* **What you need to do**
a) According to the article on exercising during your period, what does Charlotte Campbell specialize in?
b) Rewrite the passage of the article on exercising during your period that starts at "According to Charlotte" and ends after "as it sounds.", switching "nutritionist" to "dietitian".

* **Excerpt provided**
--*--
Should You Exercise When You Have Your Period? We Found Out
Exercising when you have your period can feel like torture. Depending on the birth control you use (if any), and whether or not you deal with symptoms like cramps or fatigue, it can be about as appealing as jamming pins into your eyes. (Of course, it can also be totally fine, too.) For me, any motivation I have to hit the gym disappears on day one. Given the choice between strapping on sneakers or vegging on the couch with a hot water bottle and Uber Eats, I go with the couch every time. This is because the monthly changes in my hormones are hard enough to deal with at the best of times (once I saw ad at the bus stop with puppies in it and had to put my sunglasses on to hide the fact I was CRYING), let alone during a Spin class. Often, they make keeping up with my gym schedule impossible. Even if I've spent three weeks absolutely smashing my workouts, hitting PB after PB, and eating a diet so clean Gisele would be proud, the arrival of my period kills that drive in an instant.
According to Charlotte Campbell, a nutritionist specialising in hormonal analysis and MyProtein ambassador, it doesn't have to be this way. Apparently the very same hormones responsible for throwing you off track can be worked to your advantage. Surprised? (I was.) "With a bit of forward planning you can maximise your results by making your menstrual cycle do most of the hard work for you," she says. It's all about timing certain types of workouts with the different stages of your menstrual cycle. It's also not as complicated as it sounds.
--*--
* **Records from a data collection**
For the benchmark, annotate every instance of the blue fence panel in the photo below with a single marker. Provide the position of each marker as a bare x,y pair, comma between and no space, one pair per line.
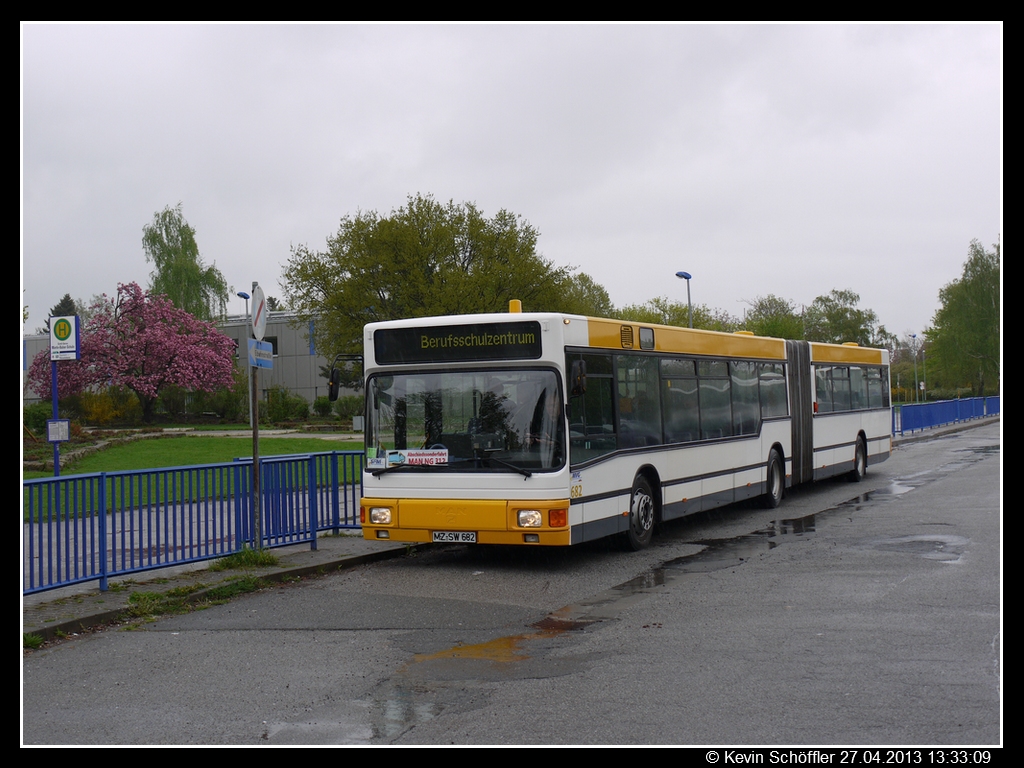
88,527
923,416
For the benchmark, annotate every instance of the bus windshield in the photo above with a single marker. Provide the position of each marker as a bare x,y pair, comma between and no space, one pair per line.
483,420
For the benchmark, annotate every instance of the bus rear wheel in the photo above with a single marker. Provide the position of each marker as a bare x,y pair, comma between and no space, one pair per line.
775,484
641,515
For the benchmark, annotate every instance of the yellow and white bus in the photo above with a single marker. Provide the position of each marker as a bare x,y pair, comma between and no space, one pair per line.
554,429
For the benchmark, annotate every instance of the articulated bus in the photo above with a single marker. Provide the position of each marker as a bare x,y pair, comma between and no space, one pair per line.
555,429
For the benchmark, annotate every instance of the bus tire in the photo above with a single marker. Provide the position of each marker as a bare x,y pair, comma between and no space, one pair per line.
859,462
641,515
775,480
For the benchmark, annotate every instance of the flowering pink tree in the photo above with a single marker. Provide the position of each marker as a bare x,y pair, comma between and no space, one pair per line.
144,343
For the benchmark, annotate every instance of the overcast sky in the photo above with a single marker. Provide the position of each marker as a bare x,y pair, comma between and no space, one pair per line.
787,160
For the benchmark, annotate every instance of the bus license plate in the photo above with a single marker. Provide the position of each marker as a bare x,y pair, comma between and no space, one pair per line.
455,537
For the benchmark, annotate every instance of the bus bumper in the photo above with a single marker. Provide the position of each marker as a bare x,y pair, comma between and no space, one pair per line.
467,520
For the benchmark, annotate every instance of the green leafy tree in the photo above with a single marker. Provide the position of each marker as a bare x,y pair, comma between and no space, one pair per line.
178,269
582,295
425,258
964,340
837,318
662,310
773,315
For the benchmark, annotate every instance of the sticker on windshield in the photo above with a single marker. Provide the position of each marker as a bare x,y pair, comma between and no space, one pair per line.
417,456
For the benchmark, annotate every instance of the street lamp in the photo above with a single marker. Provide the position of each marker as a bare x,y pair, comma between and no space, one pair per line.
689,304
914,337
244,295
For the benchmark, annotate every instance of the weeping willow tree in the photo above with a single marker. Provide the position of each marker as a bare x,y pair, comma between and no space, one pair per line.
178,269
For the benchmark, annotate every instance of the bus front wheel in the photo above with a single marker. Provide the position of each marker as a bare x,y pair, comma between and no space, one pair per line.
641,515
776,480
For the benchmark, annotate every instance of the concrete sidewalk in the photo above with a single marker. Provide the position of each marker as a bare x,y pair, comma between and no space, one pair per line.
73,609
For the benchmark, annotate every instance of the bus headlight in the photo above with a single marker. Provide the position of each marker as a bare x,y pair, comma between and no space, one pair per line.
530,518
380,515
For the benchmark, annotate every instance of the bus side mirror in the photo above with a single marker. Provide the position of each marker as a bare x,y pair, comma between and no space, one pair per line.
578,379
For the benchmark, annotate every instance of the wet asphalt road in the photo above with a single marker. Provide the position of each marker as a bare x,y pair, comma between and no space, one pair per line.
854,614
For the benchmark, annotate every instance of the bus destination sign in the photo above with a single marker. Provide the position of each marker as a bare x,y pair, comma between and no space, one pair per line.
479,341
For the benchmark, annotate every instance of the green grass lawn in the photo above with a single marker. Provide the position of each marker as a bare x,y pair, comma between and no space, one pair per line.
155,453
158,453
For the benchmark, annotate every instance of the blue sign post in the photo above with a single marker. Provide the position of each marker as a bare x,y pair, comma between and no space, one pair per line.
66,344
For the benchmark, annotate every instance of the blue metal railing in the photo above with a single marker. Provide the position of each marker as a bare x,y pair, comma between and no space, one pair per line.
926,415
93,526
--*--
* **Responses in order**
a) Hormonal analysis.

b)
According to Charlotte Campbell, a dietitian specialising in hormonal analysis and MyProtein ambassador, it doesn't have to be this way. Apparently the very same hormones responsible for throwing you off track can be worked to your advantage. Surprised? (I was.) "With a bit of forward planning you can maximise your results by making your menstrual cycle do most of the hard work for you," she says. It's all about timing certain types of workouts with the different stages of your menstrual cycle. It's also not as complicated as it sounds.